INFORMATION SUPPLIED:

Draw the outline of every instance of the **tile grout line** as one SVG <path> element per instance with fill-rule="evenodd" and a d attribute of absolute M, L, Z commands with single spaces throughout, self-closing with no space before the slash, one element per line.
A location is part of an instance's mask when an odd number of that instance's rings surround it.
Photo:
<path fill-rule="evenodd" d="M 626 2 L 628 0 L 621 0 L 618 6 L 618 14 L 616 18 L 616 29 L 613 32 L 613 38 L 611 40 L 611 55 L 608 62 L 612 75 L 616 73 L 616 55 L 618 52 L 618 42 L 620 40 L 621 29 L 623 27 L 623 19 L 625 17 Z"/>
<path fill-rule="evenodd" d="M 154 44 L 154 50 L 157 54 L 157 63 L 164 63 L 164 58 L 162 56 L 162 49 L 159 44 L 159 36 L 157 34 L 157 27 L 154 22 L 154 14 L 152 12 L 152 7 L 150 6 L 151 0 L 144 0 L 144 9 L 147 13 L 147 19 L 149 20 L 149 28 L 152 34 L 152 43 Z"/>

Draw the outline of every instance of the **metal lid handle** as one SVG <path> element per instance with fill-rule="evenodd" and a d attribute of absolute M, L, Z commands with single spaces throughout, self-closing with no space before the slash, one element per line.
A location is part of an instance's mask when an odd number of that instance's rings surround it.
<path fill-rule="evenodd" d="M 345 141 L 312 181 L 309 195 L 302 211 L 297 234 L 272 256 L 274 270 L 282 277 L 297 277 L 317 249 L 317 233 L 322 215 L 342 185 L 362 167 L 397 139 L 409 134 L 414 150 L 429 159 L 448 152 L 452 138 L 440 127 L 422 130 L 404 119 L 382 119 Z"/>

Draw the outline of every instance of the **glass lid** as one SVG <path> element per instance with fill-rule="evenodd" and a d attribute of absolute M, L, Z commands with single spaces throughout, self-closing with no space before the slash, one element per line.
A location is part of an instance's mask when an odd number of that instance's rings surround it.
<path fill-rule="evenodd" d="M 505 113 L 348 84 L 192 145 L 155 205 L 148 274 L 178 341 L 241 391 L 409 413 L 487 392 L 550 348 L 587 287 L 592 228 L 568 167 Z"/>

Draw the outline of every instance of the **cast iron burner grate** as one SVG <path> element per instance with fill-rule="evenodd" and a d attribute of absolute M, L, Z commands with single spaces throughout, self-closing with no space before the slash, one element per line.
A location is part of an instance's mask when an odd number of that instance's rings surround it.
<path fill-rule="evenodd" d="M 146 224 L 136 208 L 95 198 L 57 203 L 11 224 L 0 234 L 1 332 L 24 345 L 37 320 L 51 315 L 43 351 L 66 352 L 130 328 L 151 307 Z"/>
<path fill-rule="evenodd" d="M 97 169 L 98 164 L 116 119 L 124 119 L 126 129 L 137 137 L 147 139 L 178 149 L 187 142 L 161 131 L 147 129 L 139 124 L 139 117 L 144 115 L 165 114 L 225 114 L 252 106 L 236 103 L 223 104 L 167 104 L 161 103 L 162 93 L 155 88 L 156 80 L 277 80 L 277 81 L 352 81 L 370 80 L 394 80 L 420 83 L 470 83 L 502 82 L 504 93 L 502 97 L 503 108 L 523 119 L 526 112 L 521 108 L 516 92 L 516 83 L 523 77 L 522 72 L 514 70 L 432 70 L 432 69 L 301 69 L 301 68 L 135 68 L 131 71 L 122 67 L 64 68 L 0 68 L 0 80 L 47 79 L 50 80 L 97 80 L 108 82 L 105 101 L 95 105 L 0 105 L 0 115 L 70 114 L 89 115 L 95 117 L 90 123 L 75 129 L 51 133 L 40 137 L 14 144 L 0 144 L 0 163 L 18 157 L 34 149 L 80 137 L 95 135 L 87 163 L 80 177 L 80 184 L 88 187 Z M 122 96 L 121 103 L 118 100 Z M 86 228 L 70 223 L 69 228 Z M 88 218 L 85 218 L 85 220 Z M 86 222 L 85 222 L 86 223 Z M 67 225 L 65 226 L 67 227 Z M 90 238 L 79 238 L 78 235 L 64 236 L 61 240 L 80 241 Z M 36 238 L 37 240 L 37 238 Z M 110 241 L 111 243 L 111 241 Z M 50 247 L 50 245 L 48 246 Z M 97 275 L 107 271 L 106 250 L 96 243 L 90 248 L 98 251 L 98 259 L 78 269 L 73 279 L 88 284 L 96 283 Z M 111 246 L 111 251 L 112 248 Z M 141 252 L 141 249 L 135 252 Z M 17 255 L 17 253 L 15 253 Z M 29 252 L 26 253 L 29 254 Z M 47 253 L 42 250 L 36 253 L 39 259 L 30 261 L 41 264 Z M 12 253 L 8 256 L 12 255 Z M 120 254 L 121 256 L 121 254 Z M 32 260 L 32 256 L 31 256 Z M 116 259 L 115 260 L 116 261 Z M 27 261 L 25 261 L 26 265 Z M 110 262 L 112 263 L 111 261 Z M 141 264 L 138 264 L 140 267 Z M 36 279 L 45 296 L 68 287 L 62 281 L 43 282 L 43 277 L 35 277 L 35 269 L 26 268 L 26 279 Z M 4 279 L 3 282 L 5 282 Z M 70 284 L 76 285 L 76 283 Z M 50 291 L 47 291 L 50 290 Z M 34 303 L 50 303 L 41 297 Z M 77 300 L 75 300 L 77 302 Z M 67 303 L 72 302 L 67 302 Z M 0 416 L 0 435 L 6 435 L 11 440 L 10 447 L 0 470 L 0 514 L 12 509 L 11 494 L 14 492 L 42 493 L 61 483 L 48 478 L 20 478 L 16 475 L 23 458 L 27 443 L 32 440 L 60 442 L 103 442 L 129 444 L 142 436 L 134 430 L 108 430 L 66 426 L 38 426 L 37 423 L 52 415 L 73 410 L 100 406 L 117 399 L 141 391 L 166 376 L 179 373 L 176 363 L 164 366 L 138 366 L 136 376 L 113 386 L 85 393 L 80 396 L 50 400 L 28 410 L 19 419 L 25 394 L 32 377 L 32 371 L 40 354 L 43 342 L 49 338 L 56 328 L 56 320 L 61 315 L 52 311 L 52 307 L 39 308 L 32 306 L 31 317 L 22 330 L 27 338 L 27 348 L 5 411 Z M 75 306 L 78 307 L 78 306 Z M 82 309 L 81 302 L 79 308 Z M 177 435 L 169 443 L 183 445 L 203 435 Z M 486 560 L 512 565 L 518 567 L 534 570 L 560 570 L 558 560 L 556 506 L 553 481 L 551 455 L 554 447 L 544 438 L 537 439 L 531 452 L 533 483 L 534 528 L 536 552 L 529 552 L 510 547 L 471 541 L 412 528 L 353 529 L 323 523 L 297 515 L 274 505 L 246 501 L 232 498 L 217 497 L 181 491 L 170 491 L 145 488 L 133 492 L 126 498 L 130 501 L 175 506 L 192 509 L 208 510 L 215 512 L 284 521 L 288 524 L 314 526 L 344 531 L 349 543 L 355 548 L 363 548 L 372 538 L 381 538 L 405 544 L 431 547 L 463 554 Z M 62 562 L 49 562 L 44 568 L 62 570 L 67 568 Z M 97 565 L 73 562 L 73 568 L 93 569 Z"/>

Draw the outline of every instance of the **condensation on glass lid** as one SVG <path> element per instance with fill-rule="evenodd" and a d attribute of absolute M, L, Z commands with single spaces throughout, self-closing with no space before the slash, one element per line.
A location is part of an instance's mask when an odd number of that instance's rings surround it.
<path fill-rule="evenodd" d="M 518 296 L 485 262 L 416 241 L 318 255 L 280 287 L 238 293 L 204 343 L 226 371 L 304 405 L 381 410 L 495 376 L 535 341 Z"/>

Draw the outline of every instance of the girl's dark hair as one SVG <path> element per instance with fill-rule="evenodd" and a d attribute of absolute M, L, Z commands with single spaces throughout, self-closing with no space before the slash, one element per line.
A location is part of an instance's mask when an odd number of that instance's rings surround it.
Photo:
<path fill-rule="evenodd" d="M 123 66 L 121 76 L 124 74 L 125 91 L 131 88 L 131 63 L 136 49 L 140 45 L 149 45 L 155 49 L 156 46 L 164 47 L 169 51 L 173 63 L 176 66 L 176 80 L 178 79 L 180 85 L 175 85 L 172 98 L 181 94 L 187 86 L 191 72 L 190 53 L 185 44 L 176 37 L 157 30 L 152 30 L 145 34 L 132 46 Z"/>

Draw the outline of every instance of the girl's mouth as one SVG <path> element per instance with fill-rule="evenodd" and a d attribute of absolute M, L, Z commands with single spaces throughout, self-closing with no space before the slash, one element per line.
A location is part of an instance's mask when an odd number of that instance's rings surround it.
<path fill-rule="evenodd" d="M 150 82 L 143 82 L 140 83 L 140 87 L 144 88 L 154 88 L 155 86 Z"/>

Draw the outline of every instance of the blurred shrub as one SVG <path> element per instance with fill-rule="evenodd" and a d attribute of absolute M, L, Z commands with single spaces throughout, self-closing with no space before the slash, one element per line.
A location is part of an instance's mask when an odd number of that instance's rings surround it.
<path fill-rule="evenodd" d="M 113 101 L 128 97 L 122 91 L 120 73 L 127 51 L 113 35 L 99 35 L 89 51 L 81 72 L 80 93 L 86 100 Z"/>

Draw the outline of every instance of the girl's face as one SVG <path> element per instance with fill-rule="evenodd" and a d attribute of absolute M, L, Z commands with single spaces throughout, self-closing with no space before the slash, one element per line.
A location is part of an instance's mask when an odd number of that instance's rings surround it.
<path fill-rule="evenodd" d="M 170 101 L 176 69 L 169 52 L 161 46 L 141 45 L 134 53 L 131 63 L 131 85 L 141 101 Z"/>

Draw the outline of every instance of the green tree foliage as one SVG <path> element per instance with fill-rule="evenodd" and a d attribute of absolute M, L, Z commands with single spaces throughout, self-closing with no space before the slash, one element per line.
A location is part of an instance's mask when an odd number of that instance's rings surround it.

CHALLENGE: Rewrite the stretch of material from the line containing "Draw the outline of every instance of the **condensation" through the line containing "150 82 L 143", including the requests, and offset every coordinate in the answer outlines by -53. Give only those lines.

THE OUTPUT:
Draw the outline of every instance of the **condensation on glass lid** as one SVG <path> element per instance with fill-rule="evenodd" and a d attribute of absolute M, L, Z commands with single spaces throughout, self-closing with no space before the slash, one element per line.
A location is part of an instance's mask when an odd number of that instance's rings surround it.
<path fill-rule="evenodd" d="M 465 243 L 432 209 L 363 188 L 265 202 L 227 234 L 185 240 L 151 290 L 173 318 L 251 352 L 328 357 L 442 323 L 482 288 Z"/>

Draw the outline of every instance of the girl's dark hair as one SVG <path> element per instance with fill-rule="evenodd" and a d attribute of absolute M, L, Z commands with single spaces throughout, self-closing with no space before the slash, one element per line.
A location is part of an instance's mask when an odd number of that instance's rings surround it.
Photo:
<path fill-rule="evenodd" d="M 70 13 L 68 23 L 71 21 L 72 38 L 78 35 L 78 10 L 83 -4 L 87 -8 L 96 -8 L 102 -4 L 103 -7 L 111 -6 L 116 -2 L 120 10 L 123 13 L 123 27 L 125 26 L 127 32 L 122 32 L 119 45 L 128 41 L 134 33 L 138 19 L 137 0 L 132 -9 L 123 -16 L 104 -23 L 99 -23 L 92 -19 L 79 -7 Z"/>

Draw the outline of every instance of the girl's mouth as one SVG <path> element per instance with fill-rule="evenodd" and a d attribute of absolute M, L, Z commands with single spaces throughout, self-closing with no space before the slash, one element per line.
A location is part of an instance's mask when an odd number of that instance's rings surround it.
<path fill-rule="evenodd" d="M 97 29 L 90 29 L 87 30 L 87 34 L 91 35 L 101 35 L 102 33 Z"/>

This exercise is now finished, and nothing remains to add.